===== Extract provided

# How long in the kidding pen



## flatmountain (Aug 14, 2010)

My goats are all separated for kidding, but all kids have been born now. One set twins is a week old and doing well becoming escape artists, but the other mom is in the main yard with her kid who is 3 days old. He is bigger and stronger than the two were at that age and I think the kids would do okay with each other. I am worried about the moms though. They are both super protective and worried they will hurt each other's kids. When can I start thinking about putting everybody back together? Eventually I am going to start separating the kids at night but I will wait a few more weeks.


----------



## packhillboers (Feb 2, 2011)

Well, it all depends on your set up and what kind of does you have. I waited at least a week with new moms and their babies before I put them all together. It gives the mamma time to be able to develop her 'parenting' skills and helps her in making her kids listen well to her. The babies all will desire to play together and this will help the mammas be able to get back into the herd government with each other. I would think a week to be enough time unless the younger ones are not eating well or the mamma still is needing some rebound time with health. I like keeping them separate for a week and sometimes more if the mamma needs attention as it helps me give individual attention to each mamma, but I have a small operation, and I have the small separate pens to do this. If you have a lot of goats.. let them all be together sooner. Herd government is so interesting to observe. I love watching this all play out with the mamma goats when they are all together with their young ones. We have a hill area. The mammas don't really want their babies going too far down that hill when they are young and will wait until the kids are sleeping for a nap before they wander out down the hill. There is an appointed babysitter Doe to stay up with the babies to keep an eye on them all while the others go down the hill to eat. I find that so interesting. Last kidding season, it was the same Doe that ended up staying with the babies everytime. She was the only one that had given birth to just one baby so I guess she was supposed to watch all the other's kids. So funny. One year.. it was this one other Doe- she also was the only one that year to have one baby and she would yell and yell for the others to come back up the hill and relieve her babysitting duty. Goat herd government is something that you can watch and see if your does are ready to be altogether. I am sure they can even work at 3 days old if you decide to put them all together. If it is your does first year kidding, keep her in a week.


----------

==========

- Exercises to complete:
• A. In the kidding pen thread, copy the passage between "My goats are" and "few more weeks.", inclusive.
• B. In the kidding pen thread, how long did packhillboers wait before putting new mothers and their babies together?

===== Data block

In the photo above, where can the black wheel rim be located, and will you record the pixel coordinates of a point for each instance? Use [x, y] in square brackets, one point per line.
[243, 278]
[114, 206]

==========

- Exercise answers:
• A.
My goats are all separated for kidding, but all kids have been born now. One set twins is a week old and doing well becoming escape artists, but the other mom is in the main yard with her kid who is 3 days old. He is bigger and stronger than the two were at that age and I think the kids would do okay with each other. I am worried about the moms though. They are both super protective and worried they will hurt each other's kids. When can I start thinking about putting everybody back together? Eventually I am going to start separating the kids at night but I will wait a few more weeks.

• B. At least a week.